→ Exercise objective: Your output should be the records below, word for word and picture-free.
BEGIN Supplied information
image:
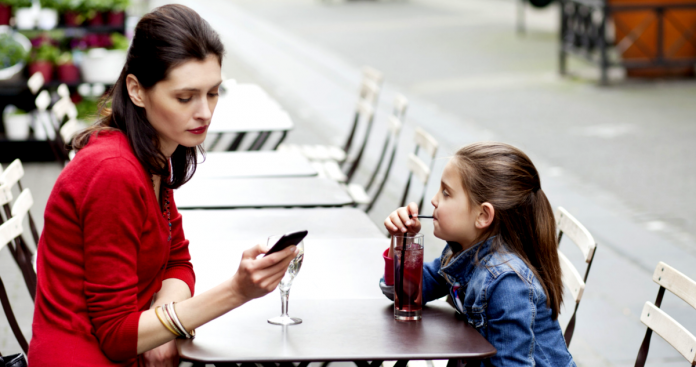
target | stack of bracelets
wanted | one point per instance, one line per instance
(168, 317)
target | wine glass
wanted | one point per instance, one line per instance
(285, 285)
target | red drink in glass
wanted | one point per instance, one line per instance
(408, 287)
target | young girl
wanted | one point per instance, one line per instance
(500, 267)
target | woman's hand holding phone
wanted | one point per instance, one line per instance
(258, 276)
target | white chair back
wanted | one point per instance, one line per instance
(661, 323)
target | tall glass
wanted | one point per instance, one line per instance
(286, 283)
(408, 276)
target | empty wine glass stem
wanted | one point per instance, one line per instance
(284, 295)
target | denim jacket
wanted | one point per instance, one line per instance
(504, 301)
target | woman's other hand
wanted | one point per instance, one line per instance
(398, 222)
(165, 355)
(257, 277)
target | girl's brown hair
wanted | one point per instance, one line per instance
(164, 38)
(524, 224)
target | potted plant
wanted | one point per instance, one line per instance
(72, 12)
(66, 70)
(13, 51)
(117, 13)
(95, 10)
(25, 15)
(42, 58)
(103, 64)
(17, 123)
(5, 12)
(48, 16)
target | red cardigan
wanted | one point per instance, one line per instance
(103, 254)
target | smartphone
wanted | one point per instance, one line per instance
(288, 239)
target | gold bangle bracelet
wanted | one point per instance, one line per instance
(189, 334)
(172, 325)
(171, 315)
(157, 311)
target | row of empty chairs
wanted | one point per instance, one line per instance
(17, 211)
(57, 115)
(341, 163)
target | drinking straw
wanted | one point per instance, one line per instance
(401, 275)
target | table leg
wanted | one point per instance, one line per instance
(260, 140)
(237, 141)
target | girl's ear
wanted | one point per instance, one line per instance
(135, 90)
(485, 216)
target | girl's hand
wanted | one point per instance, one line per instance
(257, 277)
(165, 355)
(398, 222)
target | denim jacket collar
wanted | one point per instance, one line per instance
(461, 268)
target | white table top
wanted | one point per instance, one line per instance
(246, 108)
(215, 258)
(258, 224)
(229, 193)
(253, 164)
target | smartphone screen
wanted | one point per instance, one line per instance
(288, 239)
END Supplied information
→ The answer:
image:
target | stack of bracelets
wanted | one point per instance, one line per instance
(168, 317)
target | wine glass
wanted | one point per instance, one line per instance
(285, 285)
target | red drink in glass
wanted | one point per instance, one line per instance
(408, 287)
target | young girl
wanted | one point per instance, one line per instance
(500, 267)
target | woman's hand holding phone
wanted | one point per instance, one line per instance
(258, 276)
target | white chair back
wanted | one point per instance, one line per instance
(661, 323)
target | tall glass
wanted | one point per instance, one line per instance
(286, 283)
(408, 276)
target | empty wine glass stem
wanted | one point per instance, one line per instance
(284, 295)
target | denim jacket
wanted | one point per instance, one line per instance
(504, 301)
target | woman's other hand
wanted | one point per instance, one line per instance
(398, 222)
(165, 355)
(257, 277)
target | girl's brown hair
wanted | one point per instance, one line per instance
(164, 38)
(524, 224)
target | potted plant
wanted | one point per instance, one line per instance
(72, 12)
(66, 70)
(13, 51)
(117, 13)
(95, 10)
(25, 15)
(42, 58)
(103, 64)
(17, 123)
(5, 12)
(48, 16)
target | red cardigan
wanted | one point per instance, one line per instance
(103, 254)
target | smartphone
wanted | one point per instance, one line per instance
(288, 239)
target | gold bangle bracelet
wanted | one point per instance, one line per instance
(189, 334)
(172, 325)
(171, 315)
(157, 311)
target | row of empty chairs
wanted | one point per instance, one line per instance
(17, 211)
(57, 115)
(341, 163)
target | drinking straw
wanted | one point per instance, one line per instance
(401, 275)
target | table leg
wanted | one point per instance, one line per instance
(260, 140)
(237, 141)
target | girl's ear
wanted | one point per instance, one line per instance
(135, 90)
(485, 216)
target | girl's hand
wanted | one point per instance, one line per instance
(257, 277)
(165, 355)
(398, 222)
target | denim jacket collar
wanted | one point per instance, one line per instance
(461, 268)
target | white table top
wanted | one point per instance, one line per instance
(246, 108)
(215, 258)
(258, 224)
(229, 193)
(253, 164)
target | smartphone screen
wanted | one point per instance, one line per instance
(288, 239)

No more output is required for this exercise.